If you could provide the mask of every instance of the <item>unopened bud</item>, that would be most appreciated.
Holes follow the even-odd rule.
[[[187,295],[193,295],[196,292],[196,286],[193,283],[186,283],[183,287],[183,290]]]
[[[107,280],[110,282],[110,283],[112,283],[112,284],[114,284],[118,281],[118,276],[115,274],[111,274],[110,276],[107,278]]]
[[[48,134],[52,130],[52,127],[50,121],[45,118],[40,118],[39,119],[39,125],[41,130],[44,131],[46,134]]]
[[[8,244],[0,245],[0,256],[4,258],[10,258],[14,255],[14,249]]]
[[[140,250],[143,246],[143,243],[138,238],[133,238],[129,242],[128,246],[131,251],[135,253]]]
-*-
DIRECTIONS FOR THIS TASK
Convert all of the data above into a Markdown table with two columns, Row and Line: put each line's sequence number under Row and the line itself under Line, and leave out any blank lines.

OUTPUT OF THE EXERCISE
| Row | Line |
|---|---|
| 1 | If you could provide the mask of every instance of the <item>unopened bud</item>, that would be most appreciated. |
| 2 | Holes follow the even-odd rule. |
| 3 | [[[187,295],[193,295],[196,292],[196,286],[193,283],[186,283],[183,287],[183,290]]] |
| 4 | [[[107,280],[110,282],[110,283],[112,283],[112,284],[114,284],[118,281],[118,276],[115,274],[111,274],[110,276],[107,278]]] |
| 5 | [[[48,134],[52,130],[52,127],[50,121],[45,118],[40,118],[39,119],[39,125],[41,130],[44,131],[46,134]]] |
| 6 | [[[8,244],[0,245],[0,256],[4,258],[10,258],[14,255],[14,249]]] |
| 7 | [[[140,250],[143,246],[143,243],[138,238],[133,238],[129,242],[128,246],[131,251],[135,253]]] |